Actions to take -
1 > Answer these from the Sri Lanka article:
(a) What percentage of Sri Lanka's inhabitants are Sinhalese?
(b) Which country brokered the 2002 ceasefire?
(c) What did the Tigers hand over to the Red Cross on June 5th?
2 > Using the Sri Lanka article, explain why Sri Lankan pundits call the recent violence "Eelam War IV".

Source extract -
____________________

What is more, Sri Lanka is an unusually delightful war-torn country. Half a million tourists last year are a sign of that. It has well-watered hills, rolling green tea estates and miles of palm-fringed white sands. Sri Lanka's almost wholly literate inhabitants, 75% of them Sinhalese and 12% Sri Lankan Tamils, share an understandable pride in their island. Away from the war zone—despite a history of pogroms and other discrimination against the minority group—they seem to rub along reasonably well.

In fact, almost half of Colombo, the island's seaside capital of a million people, is Tamil or Tamil-speaking Muslim. More Tamils live peaceably in government-controlled areas than in the north-eastern enclave held by the rebels, whose full name is the Liberation Tigers of Tamil Eelam (LTTE). In the way of ambitious minorities, these Tamils thrive in business, as do Sri Lanka's Muslims.


Meanwhile an ugly war that has claimed over 70,000 lives flickers and, as currently, flares. Last year, according to official figures, more people died violently in Sri Lanka than in Afghanistan. In the past 18 months over 5,000 have been killed, compared with fewer than 200 in the previous three years. Sri Lankan pundits are calling this violence “Eelam War IV”: the fourth round in the struggle for an Eelam, or independent Tamil homeland. A ceasefire, brokered by Norway in 2002, is officially still in place. Yet government and Tigers are both preparing for bigger battles. A peaceful resolution to Sri Lanka's conflict may never have looked less possible.

As the shells rained around Batticaloa on June 2nd, the Tigers launched a fierce night attack along the front line near Omanthai, south of their northern fief. The Tigers say they killed 30 soldiers. The army says it killed 52 Tigers, including many of the child fighters that their leader, a tyrannical hermit called Velupillai Prabhakaran, prefers. Both sides are prone to lie. But on June 5th the Tigers handed over 13 army corpses to the Red Cross.

Strategies of terror

Yet many, perhaps most, of the war's victims did not fall in pitched battle. Guerrilla and terrorist attacks by the Tigers have cost hundreds of soldier and civilian lives. On May 28th seven soldiers and civilians were killed, and dozens wounded, by a Tiger roadside bomb in Colombo. On May 24th the Tigers claimed to have killed 32 sailors in an attack by their naval wing, the Sea Tigers, on an island off the isolated government-held Jaffna peninsula.

The government of President Maninda Rajapakse also uses terrorism. More than 300 Tamil civilians, including many with family links to the Tigers, have been murdered in Jaffna alone. Armed members of a Tamil political party, the Eelam People's Democratic Party (EPDP), allegedly with close ties to army spies, have been accused of some of these killings.

____________________

Material provided -
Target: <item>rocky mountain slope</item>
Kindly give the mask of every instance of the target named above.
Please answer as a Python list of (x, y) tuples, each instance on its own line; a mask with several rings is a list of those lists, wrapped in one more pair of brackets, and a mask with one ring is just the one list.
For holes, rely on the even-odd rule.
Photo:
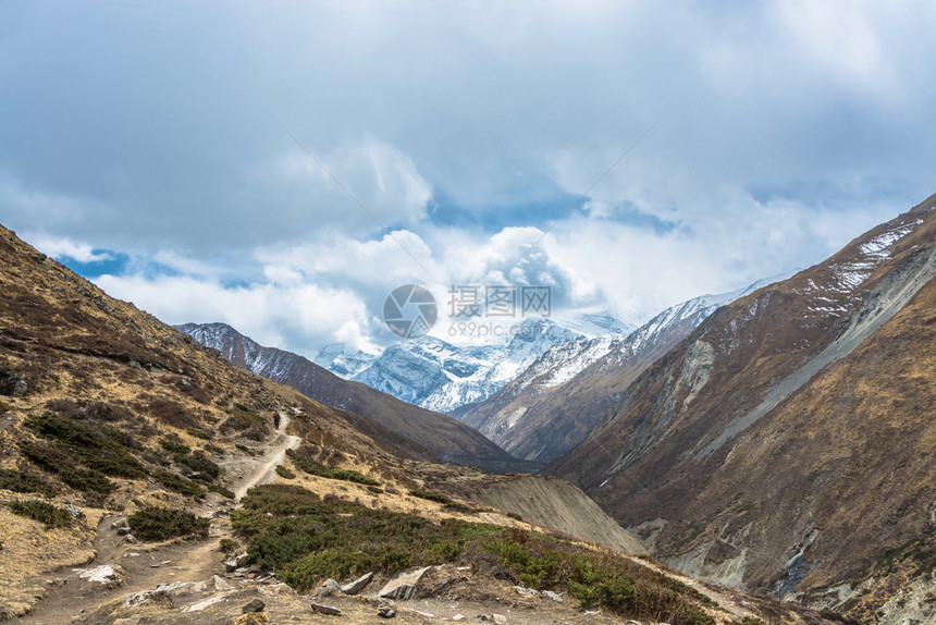
[(584, 440), (618, 395), (719, 306), (764, 284), (667, 308), (630, 334), (554, 345), (457, 418), (517, 457), (551, 462)]
[(182, 332), (218, 350), (227, 360), (257, 375), (293, 387), (329, 406), (349, 410), (380, 422), (416, 441), (446, 462), (489, 470), (517, 470), (503, 450), (455, 419), (412, 406), (375, 389), (338, 378), (303, 356), (264, 347), (224, 323), (187, 323)]
[(717, 310), (550, 470), (690, 574), (936, 618), (935, 208)]
[[(602, 613), (583, 622), (824, 622), (697, 589), (465, 499), (491, 477), (427, 462), (380, 424), (368, 436), (365, 417), (235, 368), (2, 228), (0, 267), (4, 618), (323, 623), (338, 605), (349, 623), (374, 622), (379, 608), (402, 623), (441, 623), (459, 606), (537, 624), (590, 606)], [(581, 493), (531, 479), (587, 516), (575, 512)], [(361, 566), (374, 573), (361, 597), (318, 591)], [(419, 602), (381, 590), (397, 573), (423, 579), (412, 587)]]
[[(493, 332), (484, 323), (470, 326)], [(457, 330), (456, 324), (452, 328)], [(348, 354), (340, 346), (328, 345), (315, 361), (405, 402), (454, 415), (463, 406), (489, 397), (553, 345), (623, 335), (633, 326), (606, 314), (581, 314), (525, 319), (496, 326), (496, 330), (503, 335), (468, 336), (467, 345), (429, 335), (392, 345), (375, 355)]]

____________________

Answers in order -
1 >
(a) 75%
(b) Norway
(c) 13 army corpses

2 > They see it as the fourth round in the struggle for an Eelam, meaning an independent Tamil homeland.